» **PROBLEM DESCRIPTION**:
Transcribe all of the records precisely as they are presented.

» **DATA UNDER STUDY**:

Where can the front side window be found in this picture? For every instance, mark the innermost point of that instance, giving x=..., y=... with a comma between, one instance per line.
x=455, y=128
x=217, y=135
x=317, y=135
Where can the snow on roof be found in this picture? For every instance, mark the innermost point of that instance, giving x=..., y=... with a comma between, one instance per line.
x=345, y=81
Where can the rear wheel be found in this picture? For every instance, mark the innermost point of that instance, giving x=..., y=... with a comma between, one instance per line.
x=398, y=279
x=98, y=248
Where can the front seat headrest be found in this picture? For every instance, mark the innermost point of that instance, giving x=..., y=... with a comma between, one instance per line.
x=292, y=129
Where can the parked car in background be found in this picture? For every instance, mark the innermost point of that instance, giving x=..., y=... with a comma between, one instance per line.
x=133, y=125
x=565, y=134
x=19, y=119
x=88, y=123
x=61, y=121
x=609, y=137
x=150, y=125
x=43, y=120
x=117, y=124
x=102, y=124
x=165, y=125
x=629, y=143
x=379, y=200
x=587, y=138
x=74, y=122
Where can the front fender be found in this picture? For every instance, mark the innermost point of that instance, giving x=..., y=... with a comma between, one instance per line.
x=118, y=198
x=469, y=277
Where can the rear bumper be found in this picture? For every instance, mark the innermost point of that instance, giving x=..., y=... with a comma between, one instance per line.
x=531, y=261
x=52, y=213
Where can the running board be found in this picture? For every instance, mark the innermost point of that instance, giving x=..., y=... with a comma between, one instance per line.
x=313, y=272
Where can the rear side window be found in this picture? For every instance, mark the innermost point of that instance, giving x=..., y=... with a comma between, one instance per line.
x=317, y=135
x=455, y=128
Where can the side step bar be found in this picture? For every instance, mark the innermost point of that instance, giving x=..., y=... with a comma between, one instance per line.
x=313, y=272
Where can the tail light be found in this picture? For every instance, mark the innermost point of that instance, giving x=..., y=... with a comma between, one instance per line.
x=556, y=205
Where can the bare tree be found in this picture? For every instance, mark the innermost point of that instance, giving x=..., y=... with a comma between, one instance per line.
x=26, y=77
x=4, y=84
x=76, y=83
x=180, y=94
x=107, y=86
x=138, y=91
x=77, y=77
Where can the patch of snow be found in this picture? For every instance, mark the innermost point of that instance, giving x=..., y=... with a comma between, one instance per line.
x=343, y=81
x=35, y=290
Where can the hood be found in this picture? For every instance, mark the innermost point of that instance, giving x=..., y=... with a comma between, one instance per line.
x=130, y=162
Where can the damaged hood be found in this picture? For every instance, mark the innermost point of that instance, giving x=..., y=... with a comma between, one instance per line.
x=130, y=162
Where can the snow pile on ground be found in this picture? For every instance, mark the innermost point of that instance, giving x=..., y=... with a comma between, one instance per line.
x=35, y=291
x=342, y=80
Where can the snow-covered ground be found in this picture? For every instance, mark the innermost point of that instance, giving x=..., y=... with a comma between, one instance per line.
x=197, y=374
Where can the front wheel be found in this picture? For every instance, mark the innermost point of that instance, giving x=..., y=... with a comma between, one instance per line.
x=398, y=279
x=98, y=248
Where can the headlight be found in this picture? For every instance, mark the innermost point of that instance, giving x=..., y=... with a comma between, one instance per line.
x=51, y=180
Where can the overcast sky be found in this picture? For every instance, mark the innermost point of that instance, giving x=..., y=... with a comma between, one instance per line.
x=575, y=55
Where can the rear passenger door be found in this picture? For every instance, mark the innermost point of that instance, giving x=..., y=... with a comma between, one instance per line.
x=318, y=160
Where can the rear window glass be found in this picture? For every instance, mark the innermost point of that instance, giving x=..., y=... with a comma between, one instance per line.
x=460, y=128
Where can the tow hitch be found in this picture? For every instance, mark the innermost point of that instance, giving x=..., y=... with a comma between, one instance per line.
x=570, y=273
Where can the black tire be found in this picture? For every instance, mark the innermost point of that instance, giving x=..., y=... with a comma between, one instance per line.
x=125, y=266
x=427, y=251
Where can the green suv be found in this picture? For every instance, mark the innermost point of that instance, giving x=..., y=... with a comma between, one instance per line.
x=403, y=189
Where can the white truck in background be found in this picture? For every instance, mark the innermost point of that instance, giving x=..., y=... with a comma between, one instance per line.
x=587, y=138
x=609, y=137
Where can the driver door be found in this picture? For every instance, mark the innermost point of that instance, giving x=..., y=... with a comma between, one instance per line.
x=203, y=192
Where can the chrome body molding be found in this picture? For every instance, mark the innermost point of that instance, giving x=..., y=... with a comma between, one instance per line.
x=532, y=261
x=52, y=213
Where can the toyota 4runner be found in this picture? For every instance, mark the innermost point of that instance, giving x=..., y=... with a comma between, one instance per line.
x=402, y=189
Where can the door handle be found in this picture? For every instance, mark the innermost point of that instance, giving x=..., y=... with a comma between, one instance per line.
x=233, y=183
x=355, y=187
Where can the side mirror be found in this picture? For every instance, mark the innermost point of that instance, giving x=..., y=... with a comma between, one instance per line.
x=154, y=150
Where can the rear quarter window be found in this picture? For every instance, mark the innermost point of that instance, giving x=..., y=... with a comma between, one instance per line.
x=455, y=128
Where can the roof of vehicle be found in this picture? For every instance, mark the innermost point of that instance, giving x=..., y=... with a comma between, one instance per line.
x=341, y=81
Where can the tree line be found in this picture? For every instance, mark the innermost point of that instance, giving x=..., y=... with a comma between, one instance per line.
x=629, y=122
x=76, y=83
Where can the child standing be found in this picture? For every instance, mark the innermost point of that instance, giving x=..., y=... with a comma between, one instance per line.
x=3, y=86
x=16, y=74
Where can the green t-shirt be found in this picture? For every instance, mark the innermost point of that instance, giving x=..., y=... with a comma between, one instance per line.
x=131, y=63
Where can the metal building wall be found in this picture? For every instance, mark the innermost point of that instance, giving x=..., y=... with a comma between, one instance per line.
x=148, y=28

» **SOLUTION**:
Where can the front side window be found in this picture? For every instance, mark the innermost point of that instance, giving x=..., y=... with a comma between, one instance per line.
x=455, y=128
x=217, y=135
x=317, y=135
Where can the snow on roof be found in this picture? For every instance, mark the innermost point of that instance, giving x=..., y=... with a comma between, one instance per line.
x=345, y=81
Where can the rear wheel be found in this picture? For every instance, mark the innermost point of that instance, giving x=..., y=... with a comma between, one instance per line.
x=398, y=279
x=98, y=248
Where can the front seat headrest be found in this picture? For every instance, mark the innermost point of that instance, giving x=..., y=... with a comma between, one instance per line.
x=292, y=129
Where can the parked car in background be found in this picture? For every instance, mark the innermost point of that instance, giving x=..., y=... with a comma between, one instance per line.
x=133, y=125
x=565, y=134
x=19, y=119
x=88, y=123
x=61, y=121
x=609, y=137
x=150, y=125
x=43, y=120
x=117, y=124
x=102, y=124
x=165, y=125
x=629, y=143
x=379, y=200
x=587, y=138
x=74, y=122
Where can the front fender be found in this picture? For every instance, mark the innermost point of that instance, giving x=..., y=... with a comma between, one instance per line.
x=118, y=198
x=469, y=277
Where can the rear bumper be found in this picture? For every instance, mark the innermost point of that instance, giving x=..., y=... with a comma between, one instance per line.
x=531, y=261
x=52, y=213
Where can the running board be found in this picture? For every instance, mark the innermost point of that instance, giving x=..., y=... with a comma between, one instance per line.
x=313, y=272
Where can the rear side window be found in this picture? For every instance, mark the innermost point of that instance, giving x=..., y=... with a comma between, one instance per line.
x=317, y=135
x=455, y=128
Where can the side step bar be found in this picture? For every instance, mark the innermost point of that instance, giving x=..., y=... with a comma between, one instance per line.
x=313, y=272
Where can the tail light be found in this picture? For every instance, mark the innermost point of that instance, giving x=..., y=... with a comma between, one instance per line.
x=556, y=205
Where can the bare tree be found in this picture? For every instance, mark the innermost point of that instance, giving x=..., y=... with a comma between, one instance per line.
x=26, y=77
x=4, y=84
x=76, y=83
x=180, y=94
x=107, y=86
x=138, y=91
x=77, y=77
Where can the patch of snow be found in this picture? For every instance, mark the innermost point of that instance, giving x=..., y=... with a comma between, one instance per line.
x=343, y=81
x=35, y=290
Where can the hood be found in this picture? For every instance, mark the innermost point of that instance, giving x=..., y=... with a comma between, one instance per line.
x=130, y=162
Where can the damaged hood be found in this picture? For every instance, mark the innermost point of that instance, giving x=..., y=... with a comma between, one instance per line.
x=130, y=162
Where can the snow pile on ground be found in this picture? For every instance, mark the innermost point of that instance, giving x=..., y=... with a comma between, one instance per line.
x=35, y=291
x=342, y=80
Where can the snow-covered ground be found in this picture? For every instance, mark the innermost point of that instance, giving x=..., y=... with a comma between, one instance per line.
x=197, y=374
Where can the front wheel be found in this picture? For every instance, mark the innermost point of that instance, giving x=..., y=... with a comma between, one instance per line.
x=398, y=279
x=98, y=248
Where can the headlight be found in this picture? For every instance, mark the innermost point of that instance, giving x=..., y=... with a comma between, one instance per line.
x=51, y=180
Where can the overcast sky be found in this picture? For every instance, mark the innermost point of that instance, giving x=..., y=... with a comma between, one instance per line.
x=575, y=55
Where can the rear passenger door be found in this picture? For every instance, mark the innermost point of that instance, giving x=..., y=... with a comma between, one instance per line.
x=318, y=160
Where can the rear window glass be found in this picture? For every instance, mark the innermost point of that instance, giving x=..., y=... with a comma between, one instance per line.
x=460, y=128
Where can the tow hitch be found in this picture? For every instance, mark the innermost point of that instance, giving x=..., y=... with a comma between, one instance per line.
x=570, y=273
Where can the black tire be found in this picture? For every instance, mark the innermost point of that instance, giving x=..., y=... with a comma between, one instance per line.
x=125, y=266
x=427, y=251
Where can the green suv be found in this picture? For every instance, mark the innermost point of that instance, giving x=..., y=... with a comma between, one instance per line.
x=403, y=189
Where can the white truck in background be found in this picture? For every instance, mark the innermost point of that instance, giving x=..., y=... with a comma between, one instance per line.
x=587, y=138
x=609, y=137
Where can the driver door be found in this picture? For every instance, mark the innermost point of that instance, giving x=..., y=... with a comma between, one instance per line.
x=203, y=192
Where can the chrome body molding be found in this picture? For every instance, mark the innermost point of that instance, giving x=..., y=... with a comma between, one instance per line.
x=532, y=261
x=52, y=213
Where can the toyota 4runner be found in this picture? For every instance, mark the innermost point of that instance, giving x=..., y=... with a comma between, one instance per line.
x=402, y=189
Where can the door handle be found in this picture? For every instance, mark the innermost point of that instance, giving x=..., y=... with a comma between, one instance per line.
x=233, y=183
x=355, y=187
Where can the side mirror be found in this picture? For every instance, mark the innermost point of that instance, giving x=..., y=... with a comma between, one instance per line.
x=154, y=150
Where can the rear quarter window be found in this picture? For every instance, mark the innermost point of that instance, giving x=..., y=... with a comma between, one instance per line.
x=455, y=128
Where can the roof of vehicle be found in this picture? For every instance, mark the innermost point of that instance, giving x=..., y=... with a comma between, one instance per line.
x=341, y=81
Where can the tree line be found in this picture? For every instance, mark the innermost point of that instance, giving x=..., y=... with a comma between, one instance per line.
x=629, y=122
x=76, y=83
Where can the child standing be found in this picture? For every instance, mark the innermost point of that instance, giving x=..., y=... with a comma between, one instance per line.
x=3, y=86
x=16, y=74
Where can the green t-shirt be found in this picture? For every instance, mark the innermost point of that instance, giving x=..., y=... with a comma between, one instance per line.
x=131, y=63
Where can the metal building wall be found in this picture? For every instance, mark the innermost point of that instance, giving x=..., y=... with a comma between, one instance per line.
x=148, y=28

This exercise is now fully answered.